* Required actions:
a) Rewrite the essay on losing from "Losing is a" to "a big problem.", putting "resilience" in place of "character".
b) For each statement below, say yes or no to whether it agrees with the essay on losing, and quote the words from the essay that decide it. (i) The daughter's group performed the Cup Song. (ii) The daughter received a ribbon for taking part. (iii) The school mentioned as acting last week kept its annual Honor Awards Ceremony.

* Source extract:
But I signed the permission slip, encouraged and reminded her that no matter what the outcome, to have fun.

The group did the Cup Song (inspired by first graders who did the same song the year before).

Only my little girl’s cup rolled off the table. Twice.

She seemed a little worried, but nothing that a cookie after school didn’t fix.

When I picked her up the next day, she told me her group didn’t make the Talent Show.

She was disappointed. There wasn’t a ribbon or trophy. No stage or recognition.

We talked about something unique she could do next year. She’s already planning.

Because here’s what she did win: she learned something by losing.

And that made her want to try again.

Losing is a good part of life. It helps us define what we win even in loss. It builds character. It makes us work harder.

Because in real life, not everyone can win all the time..

And that’s why letting everyone win is a big problem.

The participation trophies and the we-can’t-pick-winners-because-it-will-make-losers-feel-excluded are nothing more than a temporary reward for our kids. Making everyone feel like a winner is actually creating a culture of people who don’t know how to lose.

And it’s not just in sports and talent shows, last week a school actually called off their annual Honor Awards Ceremony in exchange for low-key recognition that didn’t make the rest of the kids feel left out since honor ceremonies are “exclusive” in nature. Seriously, I thought that was the point. Let’s not reward those who’ve had exceptional grades because it might make those who didn’t feel left out?

* Dataset extract:
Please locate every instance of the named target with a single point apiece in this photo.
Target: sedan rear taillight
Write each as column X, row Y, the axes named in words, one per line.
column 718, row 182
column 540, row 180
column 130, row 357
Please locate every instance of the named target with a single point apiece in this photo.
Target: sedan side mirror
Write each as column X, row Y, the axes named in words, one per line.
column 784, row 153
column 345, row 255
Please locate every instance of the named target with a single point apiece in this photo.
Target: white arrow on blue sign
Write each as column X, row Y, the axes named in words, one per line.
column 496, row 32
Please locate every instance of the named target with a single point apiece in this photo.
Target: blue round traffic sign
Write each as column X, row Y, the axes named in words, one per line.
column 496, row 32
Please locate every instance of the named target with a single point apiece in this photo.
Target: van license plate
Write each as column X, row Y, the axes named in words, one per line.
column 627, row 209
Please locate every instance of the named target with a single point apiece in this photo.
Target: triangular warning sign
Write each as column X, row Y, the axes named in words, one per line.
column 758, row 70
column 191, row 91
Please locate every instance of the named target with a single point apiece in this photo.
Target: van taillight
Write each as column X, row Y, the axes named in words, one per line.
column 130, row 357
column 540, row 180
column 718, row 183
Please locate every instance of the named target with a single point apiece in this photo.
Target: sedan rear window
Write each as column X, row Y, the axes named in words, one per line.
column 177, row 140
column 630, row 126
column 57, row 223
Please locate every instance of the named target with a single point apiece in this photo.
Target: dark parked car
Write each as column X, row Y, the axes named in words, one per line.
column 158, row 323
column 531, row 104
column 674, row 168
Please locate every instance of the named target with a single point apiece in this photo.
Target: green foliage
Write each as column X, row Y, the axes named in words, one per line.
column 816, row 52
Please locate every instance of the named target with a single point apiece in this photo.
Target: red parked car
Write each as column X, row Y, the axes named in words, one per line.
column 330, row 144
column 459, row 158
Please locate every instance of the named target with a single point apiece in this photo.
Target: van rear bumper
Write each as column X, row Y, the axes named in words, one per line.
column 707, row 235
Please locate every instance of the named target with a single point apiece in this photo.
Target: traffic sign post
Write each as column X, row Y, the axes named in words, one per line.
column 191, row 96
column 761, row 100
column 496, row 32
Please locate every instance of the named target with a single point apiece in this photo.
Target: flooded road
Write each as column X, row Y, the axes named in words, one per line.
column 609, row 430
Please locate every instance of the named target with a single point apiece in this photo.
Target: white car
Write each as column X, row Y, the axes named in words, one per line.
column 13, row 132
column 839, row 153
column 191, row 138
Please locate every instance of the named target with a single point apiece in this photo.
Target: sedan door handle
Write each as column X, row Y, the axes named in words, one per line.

* Outputs in order:
a)
Losing is a good part of life. It helps us define what we win even in loss. It builds resilience. It makes us work harder.

Because in real life, not everyone can win all the time..

And that’s why letting everyone win is a big problem.

b)
(i) Yes: "The group did the Cup Song"
(ii) No: "There wasn’t a ribbon or trophy."
(iii) No: "a school actually called off their annual Honor Awards Ceremony"